Description of the task = In the data below, which lines hold "white"? Copy every one.

Material for this exercise =
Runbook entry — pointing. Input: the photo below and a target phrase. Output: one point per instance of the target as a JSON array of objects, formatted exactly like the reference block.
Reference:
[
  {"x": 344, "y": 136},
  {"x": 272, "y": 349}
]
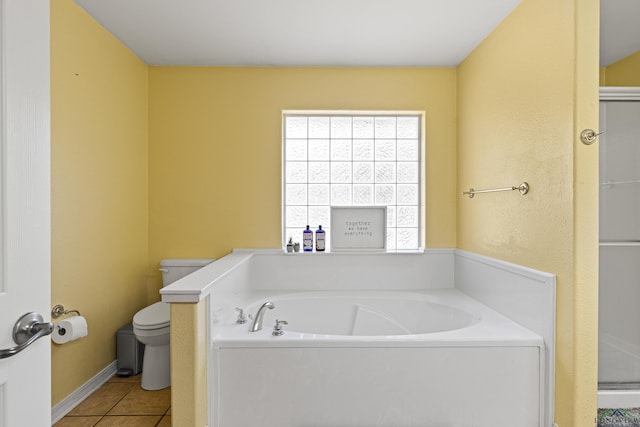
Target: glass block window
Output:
[{"x": 353, "y": 160}]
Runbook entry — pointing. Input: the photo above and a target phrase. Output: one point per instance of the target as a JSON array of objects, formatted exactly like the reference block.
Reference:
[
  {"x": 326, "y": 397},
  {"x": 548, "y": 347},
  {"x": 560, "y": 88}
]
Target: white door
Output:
[{"x": 25, "y": 378}]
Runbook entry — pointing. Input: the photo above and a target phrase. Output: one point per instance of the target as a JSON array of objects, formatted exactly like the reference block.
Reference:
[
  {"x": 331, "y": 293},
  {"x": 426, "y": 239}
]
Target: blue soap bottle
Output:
[
  {"x": 320, "y": 239},
  {"x": 307, "y": 240}
]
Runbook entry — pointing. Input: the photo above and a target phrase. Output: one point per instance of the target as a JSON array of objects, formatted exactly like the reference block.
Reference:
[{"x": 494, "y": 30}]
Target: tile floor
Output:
[{"x": 122, "y": 402}]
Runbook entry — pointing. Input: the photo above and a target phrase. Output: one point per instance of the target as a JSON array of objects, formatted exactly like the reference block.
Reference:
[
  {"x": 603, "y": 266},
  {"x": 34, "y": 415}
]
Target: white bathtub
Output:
[{"x": 374, "y": 358}]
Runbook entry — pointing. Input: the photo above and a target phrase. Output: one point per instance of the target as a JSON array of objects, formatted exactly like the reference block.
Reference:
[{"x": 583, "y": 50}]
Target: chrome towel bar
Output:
[{"x": 523, "y": 188}]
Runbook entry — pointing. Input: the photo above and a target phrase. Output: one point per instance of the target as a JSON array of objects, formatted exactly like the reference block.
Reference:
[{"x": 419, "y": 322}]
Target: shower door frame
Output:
[{"x": 619, "y": 398}]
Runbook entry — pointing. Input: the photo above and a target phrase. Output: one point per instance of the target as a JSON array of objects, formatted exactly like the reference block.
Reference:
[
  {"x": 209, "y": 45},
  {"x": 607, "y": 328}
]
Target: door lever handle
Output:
[{"x": 27, "y": 329}]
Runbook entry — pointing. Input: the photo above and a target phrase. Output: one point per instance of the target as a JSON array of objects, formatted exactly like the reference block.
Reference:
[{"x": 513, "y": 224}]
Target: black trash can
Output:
[{"x": 129, "y": 351}]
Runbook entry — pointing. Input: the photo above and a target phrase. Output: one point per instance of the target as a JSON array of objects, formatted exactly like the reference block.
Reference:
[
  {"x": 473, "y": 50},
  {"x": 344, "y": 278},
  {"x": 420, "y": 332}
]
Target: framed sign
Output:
[{"x": 358, "y": 228}]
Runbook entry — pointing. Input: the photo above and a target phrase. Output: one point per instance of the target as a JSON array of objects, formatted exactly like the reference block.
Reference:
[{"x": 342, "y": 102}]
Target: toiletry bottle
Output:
[
  {"x": 307, "y": 240},
  {"x": 320, "y": 235}
]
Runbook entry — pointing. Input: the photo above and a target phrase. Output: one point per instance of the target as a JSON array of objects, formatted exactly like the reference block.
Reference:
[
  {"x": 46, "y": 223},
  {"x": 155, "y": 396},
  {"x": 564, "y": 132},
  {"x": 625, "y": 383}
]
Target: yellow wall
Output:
[
  {"x": 522, "y": 95},
  {"x": 215, "y": 148},
  {"x": 214, "y": 159},
  {"x": 625, "y": 72},
  {"x": 99, "y": 189}
]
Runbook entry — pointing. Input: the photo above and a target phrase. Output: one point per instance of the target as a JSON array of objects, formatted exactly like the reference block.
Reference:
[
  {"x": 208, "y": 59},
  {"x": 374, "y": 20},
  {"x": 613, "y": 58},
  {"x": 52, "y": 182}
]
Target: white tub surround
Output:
[{"x": 356, "y": 350}]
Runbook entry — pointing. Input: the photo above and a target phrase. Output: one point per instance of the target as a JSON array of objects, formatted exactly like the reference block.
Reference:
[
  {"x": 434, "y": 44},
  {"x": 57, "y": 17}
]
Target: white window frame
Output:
[{"x": 366, "y": 113}]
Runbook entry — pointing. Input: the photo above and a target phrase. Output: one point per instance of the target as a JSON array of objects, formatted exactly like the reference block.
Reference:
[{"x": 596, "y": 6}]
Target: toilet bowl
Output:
[{"x": 151, "y": 326}]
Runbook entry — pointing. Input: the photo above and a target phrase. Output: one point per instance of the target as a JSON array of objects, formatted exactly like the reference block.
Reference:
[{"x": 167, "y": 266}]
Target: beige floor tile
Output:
[
  {"x": 131, "y": 379},
  {"x": 77, "y": 421},
  {"x": 134, "y": 421},
  {"x": 103, "y": 399},
  {"x": 143, "y": 402}
]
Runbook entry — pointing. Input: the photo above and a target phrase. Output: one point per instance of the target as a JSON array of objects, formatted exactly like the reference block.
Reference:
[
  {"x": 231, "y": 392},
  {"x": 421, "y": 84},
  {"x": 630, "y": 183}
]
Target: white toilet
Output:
[{"x": 151, "y": 326}]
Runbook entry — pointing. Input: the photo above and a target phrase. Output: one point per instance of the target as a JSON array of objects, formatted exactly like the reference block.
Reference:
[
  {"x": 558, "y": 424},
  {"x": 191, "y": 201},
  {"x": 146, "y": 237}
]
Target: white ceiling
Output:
[
  {"x": 300, "y": 32},
  {"x": 328, "y": 32},
  {"x": 619, "y": 29}
]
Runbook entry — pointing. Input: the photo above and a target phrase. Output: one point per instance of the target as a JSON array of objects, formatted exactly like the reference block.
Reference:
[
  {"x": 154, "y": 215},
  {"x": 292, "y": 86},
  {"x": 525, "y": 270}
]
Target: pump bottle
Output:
[{"x": 320, "y": 239}]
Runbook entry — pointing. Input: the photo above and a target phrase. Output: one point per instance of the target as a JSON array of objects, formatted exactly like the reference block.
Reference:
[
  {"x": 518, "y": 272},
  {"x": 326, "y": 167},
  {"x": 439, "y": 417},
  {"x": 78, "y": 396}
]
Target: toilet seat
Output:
[{"x": 155, "y": 316}]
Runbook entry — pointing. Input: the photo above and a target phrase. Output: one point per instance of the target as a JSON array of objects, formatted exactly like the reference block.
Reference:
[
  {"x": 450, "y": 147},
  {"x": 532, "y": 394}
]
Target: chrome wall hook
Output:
[
  {"x": 589, "y": 136},
  {"x": 58, "y": 310}
]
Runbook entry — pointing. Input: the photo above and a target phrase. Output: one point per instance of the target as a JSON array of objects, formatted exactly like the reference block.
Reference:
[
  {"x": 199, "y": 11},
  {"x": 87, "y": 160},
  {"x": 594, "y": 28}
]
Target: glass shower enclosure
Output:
[{"x": 619, "y": 280}]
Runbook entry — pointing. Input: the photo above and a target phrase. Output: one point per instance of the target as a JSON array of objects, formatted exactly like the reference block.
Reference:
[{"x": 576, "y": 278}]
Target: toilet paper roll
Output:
[{"x": 69, "y": 329}]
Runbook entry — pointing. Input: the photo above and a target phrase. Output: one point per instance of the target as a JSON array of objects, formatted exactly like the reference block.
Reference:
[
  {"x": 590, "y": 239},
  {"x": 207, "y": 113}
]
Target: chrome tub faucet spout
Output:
[{"x": 256, "y": 325}]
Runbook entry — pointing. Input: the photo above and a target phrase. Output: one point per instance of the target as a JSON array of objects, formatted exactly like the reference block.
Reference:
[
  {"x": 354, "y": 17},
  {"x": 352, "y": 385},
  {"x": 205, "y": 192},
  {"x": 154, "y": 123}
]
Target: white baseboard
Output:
[{"x": 74, "y": 399}]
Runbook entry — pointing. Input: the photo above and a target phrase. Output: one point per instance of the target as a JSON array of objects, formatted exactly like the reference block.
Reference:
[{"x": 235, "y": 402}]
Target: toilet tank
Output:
[{"x": 176, "y": 268}]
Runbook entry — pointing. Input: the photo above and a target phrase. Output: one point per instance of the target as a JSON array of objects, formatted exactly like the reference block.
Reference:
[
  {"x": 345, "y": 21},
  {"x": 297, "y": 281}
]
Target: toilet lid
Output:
[{"x": 153, "y": 317}]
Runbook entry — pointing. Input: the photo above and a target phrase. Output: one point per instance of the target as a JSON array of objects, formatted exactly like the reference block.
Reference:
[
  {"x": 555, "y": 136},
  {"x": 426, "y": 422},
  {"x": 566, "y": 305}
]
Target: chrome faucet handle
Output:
[
  {"x": 277, "y": 328},
  {"x": 242, "y": 319}
]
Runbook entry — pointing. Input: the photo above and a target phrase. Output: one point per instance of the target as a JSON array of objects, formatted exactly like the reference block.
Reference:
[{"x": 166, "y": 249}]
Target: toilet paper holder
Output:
[{"x": 58, "y": 310}]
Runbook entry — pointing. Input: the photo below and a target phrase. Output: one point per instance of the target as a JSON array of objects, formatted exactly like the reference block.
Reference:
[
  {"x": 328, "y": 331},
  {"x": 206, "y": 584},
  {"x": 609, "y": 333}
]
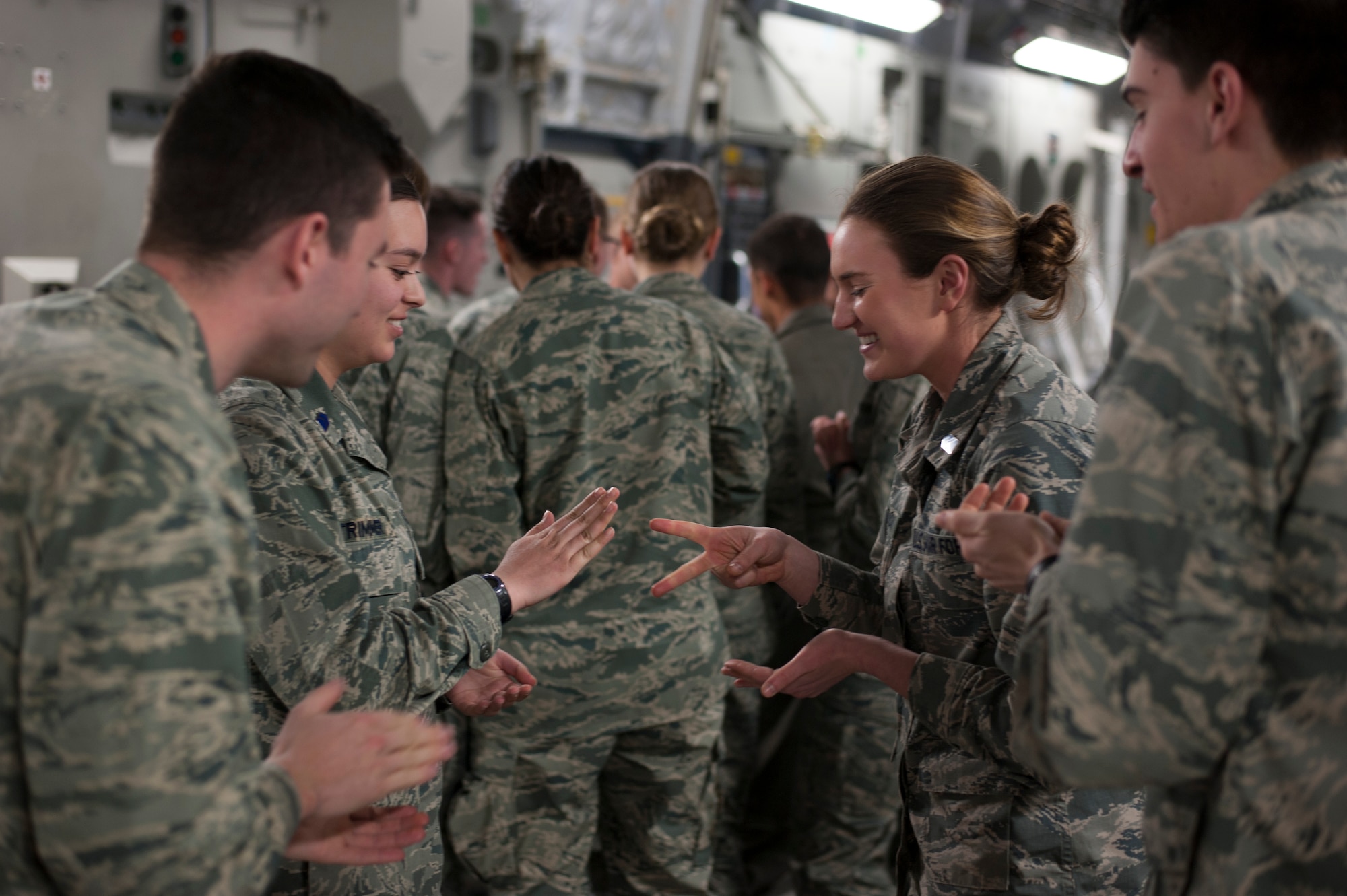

Output =
Target: white door
Target: white bathtub
Target: white tub surround
Target: white window frame
Target: white toilet
Target: white ceiling
Target: white baseboard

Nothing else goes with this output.